[Written problem]
Can you copy the listing below verbatim, starting at its first line and ending with the line that contains "pixel 570 235", with both of those lines included?

-------- Data entries

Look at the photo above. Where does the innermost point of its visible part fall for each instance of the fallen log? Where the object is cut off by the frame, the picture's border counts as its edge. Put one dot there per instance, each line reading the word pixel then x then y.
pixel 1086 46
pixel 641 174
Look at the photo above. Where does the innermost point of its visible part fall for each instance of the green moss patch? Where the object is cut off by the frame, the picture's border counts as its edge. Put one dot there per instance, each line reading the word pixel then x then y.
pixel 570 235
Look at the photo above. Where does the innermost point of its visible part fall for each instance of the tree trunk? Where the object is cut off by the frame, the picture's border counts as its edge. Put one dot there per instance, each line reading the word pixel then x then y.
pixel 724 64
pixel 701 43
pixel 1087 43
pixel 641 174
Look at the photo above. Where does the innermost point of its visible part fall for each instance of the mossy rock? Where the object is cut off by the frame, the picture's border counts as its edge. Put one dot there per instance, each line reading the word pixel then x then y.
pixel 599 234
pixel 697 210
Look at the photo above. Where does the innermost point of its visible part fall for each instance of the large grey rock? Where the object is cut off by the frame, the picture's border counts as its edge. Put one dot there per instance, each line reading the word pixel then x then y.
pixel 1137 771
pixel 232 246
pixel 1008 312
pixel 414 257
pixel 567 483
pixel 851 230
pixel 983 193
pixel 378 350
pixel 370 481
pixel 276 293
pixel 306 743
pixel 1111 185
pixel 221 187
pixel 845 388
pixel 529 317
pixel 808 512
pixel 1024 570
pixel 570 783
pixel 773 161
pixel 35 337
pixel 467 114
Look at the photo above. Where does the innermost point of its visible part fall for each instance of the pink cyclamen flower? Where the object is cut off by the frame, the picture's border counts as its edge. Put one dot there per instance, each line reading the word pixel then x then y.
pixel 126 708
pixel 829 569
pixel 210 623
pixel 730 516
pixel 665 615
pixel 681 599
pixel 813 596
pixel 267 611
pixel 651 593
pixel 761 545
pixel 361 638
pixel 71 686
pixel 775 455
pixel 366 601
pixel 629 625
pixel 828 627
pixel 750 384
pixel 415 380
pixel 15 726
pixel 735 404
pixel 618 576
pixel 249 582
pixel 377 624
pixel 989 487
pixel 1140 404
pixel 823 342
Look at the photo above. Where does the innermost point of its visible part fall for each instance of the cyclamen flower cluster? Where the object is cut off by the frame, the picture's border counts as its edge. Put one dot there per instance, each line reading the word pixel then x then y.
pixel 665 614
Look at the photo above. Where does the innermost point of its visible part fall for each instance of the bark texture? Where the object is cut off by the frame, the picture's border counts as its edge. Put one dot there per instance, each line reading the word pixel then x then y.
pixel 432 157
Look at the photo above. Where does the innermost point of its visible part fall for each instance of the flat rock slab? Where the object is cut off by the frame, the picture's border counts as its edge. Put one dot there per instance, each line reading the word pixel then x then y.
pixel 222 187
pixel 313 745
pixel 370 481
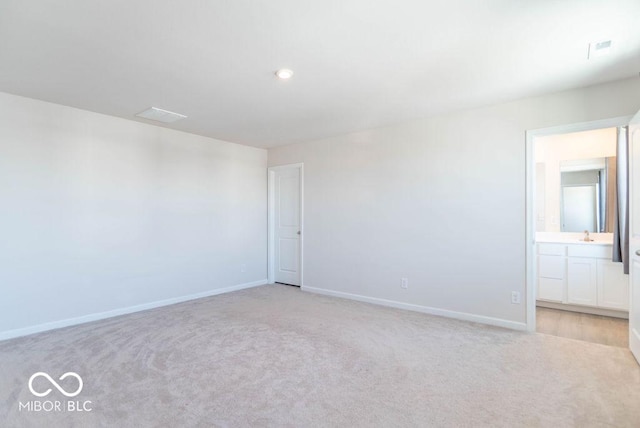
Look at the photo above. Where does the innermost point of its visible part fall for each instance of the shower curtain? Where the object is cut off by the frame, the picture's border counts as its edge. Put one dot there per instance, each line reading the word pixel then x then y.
pixel 621 228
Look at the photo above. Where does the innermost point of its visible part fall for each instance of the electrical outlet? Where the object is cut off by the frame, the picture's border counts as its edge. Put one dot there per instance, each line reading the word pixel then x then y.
pixel 515 297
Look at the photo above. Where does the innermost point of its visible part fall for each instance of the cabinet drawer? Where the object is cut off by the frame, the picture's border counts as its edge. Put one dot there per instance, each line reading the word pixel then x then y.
pixel 551 267
pixel 595 251
pixel 552 249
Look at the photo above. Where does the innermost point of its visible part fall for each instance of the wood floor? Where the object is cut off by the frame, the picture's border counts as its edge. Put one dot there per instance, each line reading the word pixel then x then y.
pixel 587 327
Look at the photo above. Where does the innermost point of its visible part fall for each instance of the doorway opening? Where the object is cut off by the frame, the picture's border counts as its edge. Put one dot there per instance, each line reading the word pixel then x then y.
pixel 285 224
pixel 574 289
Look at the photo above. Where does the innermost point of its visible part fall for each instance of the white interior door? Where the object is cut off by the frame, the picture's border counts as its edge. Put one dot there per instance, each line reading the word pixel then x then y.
pixel 634 236
pixel 287 225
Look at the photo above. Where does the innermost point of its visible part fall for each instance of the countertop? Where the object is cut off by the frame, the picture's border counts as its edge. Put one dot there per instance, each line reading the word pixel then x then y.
pixel 574 238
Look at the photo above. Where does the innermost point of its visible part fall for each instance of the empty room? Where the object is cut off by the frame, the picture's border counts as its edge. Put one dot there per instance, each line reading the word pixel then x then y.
pixel 319 213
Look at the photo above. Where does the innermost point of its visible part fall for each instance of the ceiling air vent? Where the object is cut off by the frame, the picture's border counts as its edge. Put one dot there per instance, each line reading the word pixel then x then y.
pixel 597 49
pixel 160 115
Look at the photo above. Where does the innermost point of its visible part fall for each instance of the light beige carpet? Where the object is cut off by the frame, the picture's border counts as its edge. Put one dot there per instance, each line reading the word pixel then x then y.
pixel 276 356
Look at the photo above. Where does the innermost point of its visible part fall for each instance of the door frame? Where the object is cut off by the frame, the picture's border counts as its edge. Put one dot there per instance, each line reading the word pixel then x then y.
pixel 530 207
pixel 271 174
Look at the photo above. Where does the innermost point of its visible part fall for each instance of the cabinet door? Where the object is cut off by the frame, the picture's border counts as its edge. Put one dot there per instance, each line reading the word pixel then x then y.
pixel 613 286
pixel 582 281
pixel 551 273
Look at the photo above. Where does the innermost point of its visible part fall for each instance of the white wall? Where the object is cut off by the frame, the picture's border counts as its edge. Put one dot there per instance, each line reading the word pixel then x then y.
pixel 100 214
pixel 440 201
pixel 553 149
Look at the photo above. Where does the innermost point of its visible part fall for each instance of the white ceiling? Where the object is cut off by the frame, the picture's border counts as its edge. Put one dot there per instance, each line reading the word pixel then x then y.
pixel 358 63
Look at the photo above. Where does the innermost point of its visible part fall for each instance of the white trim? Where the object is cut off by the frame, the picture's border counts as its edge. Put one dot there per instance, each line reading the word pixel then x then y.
pixel 10 334
pixel 270 217
pixel 530 136
pixel 513 325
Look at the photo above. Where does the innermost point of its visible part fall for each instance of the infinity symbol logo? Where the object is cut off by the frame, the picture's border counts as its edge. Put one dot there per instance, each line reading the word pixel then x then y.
pixel 53 382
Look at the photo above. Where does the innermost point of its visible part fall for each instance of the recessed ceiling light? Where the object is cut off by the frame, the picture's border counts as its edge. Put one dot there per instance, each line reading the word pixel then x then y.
pixel 284 73
pixel 160 115
pixel 599 48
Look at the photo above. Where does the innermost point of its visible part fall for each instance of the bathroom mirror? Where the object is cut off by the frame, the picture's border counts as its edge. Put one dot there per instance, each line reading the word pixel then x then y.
pixel 587 195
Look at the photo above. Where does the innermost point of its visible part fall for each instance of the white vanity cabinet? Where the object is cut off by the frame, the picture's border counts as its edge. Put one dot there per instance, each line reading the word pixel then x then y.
pixel 582 281
pixel 581 274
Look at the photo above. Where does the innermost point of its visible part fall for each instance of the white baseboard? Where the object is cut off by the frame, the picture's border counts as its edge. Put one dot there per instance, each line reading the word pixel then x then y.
pixel 513 325
pixel 10 334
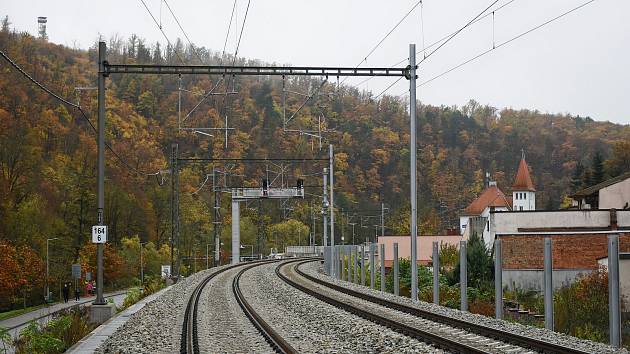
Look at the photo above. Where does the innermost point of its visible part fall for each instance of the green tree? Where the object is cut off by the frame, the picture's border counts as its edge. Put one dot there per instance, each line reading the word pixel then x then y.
pixel 577 180
pixel 597 167
pixel 619 162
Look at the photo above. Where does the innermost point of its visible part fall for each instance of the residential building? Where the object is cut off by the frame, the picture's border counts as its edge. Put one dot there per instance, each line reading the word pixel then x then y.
pixel 579 239
pixel 424 246
pixel 612 193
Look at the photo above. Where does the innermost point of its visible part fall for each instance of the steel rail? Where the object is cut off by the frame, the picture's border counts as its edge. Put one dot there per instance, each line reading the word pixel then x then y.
pixel 498 334
pixel 272 337
pixel 189 342
pixel 422 335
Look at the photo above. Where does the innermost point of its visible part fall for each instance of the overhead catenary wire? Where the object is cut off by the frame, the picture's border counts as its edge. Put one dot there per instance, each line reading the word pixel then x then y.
pixel 453 35
pixel 192 46
pixel 442 39
pixel 385 37
pixel 502 44
pixel 162 30
pixel 77 107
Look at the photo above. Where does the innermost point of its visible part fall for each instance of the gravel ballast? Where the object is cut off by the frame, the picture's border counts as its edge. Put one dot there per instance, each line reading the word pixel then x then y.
pixel 312 326
pixel 156 328
pixel 222 325
pixel 315 269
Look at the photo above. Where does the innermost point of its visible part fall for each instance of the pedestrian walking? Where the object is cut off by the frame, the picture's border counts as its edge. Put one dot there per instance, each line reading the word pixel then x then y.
pixel 66 292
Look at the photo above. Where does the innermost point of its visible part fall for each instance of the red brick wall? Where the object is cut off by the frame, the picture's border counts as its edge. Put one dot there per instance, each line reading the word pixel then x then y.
pixel 570 251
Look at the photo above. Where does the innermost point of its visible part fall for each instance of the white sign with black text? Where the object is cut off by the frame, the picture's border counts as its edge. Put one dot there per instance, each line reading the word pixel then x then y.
pixel 99 234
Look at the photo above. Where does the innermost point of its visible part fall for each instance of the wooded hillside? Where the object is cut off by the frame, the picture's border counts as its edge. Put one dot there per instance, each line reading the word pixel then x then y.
pixel 48 153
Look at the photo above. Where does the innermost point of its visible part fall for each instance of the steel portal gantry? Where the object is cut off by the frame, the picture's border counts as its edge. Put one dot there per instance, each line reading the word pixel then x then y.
pixel 106 69
pixel 229 70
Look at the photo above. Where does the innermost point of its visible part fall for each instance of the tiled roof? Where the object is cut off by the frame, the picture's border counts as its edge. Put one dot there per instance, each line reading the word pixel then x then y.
pixel 523 181
pixel 491 197
pixel 594 189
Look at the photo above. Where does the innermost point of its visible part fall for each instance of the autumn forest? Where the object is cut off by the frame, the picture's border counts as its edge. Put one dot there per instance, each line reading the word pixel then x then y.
pixel 48 158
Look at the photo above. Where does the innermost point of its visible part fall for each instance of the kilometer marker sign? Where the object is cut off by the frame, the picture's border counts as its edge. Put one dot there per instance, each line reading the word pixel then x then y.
pixel 99 234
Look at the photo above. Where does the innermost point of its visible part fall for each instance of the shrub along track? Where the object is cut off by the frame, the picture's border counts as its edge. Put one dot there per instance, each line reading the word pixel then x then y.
pixel 523 341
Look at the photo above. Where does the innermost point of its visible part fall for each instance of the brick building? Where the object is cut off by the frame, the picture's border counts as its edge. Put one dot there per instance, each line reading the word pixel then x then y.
pixel 579 239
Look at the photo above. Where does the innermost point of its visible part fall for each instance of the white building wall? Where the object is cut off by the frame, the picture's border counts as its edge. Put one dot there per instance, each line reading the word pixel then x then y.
pixel 624 273
pixel 509 223
pixel 615 196
pixel 523 200
pixel 463 223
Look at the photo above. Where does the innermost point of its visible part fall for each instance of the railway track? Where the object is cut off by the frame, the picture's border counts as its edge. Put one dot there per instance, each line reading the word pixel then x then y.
pixel 441 341
pixel 190 335
pixel 467 328
pixel 272 337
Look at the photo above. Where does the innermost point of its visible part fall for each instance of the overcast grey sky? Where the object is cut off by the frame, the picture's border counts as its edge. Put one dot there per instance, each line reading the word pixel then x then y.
pixel 577 65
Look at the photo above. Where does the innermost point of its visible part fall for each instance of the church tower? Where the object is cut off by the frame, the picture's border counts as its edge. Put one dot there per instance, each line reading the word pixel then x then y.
pixel 523 191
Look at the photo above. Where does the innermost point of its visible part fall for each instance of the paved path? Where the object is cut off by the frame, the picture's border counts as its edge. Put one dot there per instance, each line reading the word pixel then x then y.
pixel 42 315
pixel 93 340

----------------

[Result]
Look at the photo above. Where does the innermost point of its visible part fall for each instance of the fallen log? Where the object is cut off by the frame, the picture's border counts as its edge. Put one dot there per instance, each line reading the word pixel then x then y.
pixel 1086 46
pixel 641 174
Look at the photo above. Where does the innermost point of its visible part fall for each instance of the green moss patch? Where the object is cut off by the frame, the picture's border counts as its edge. Put one dot there per instance, each line reading the word pixel then x then y.
pixel 570 235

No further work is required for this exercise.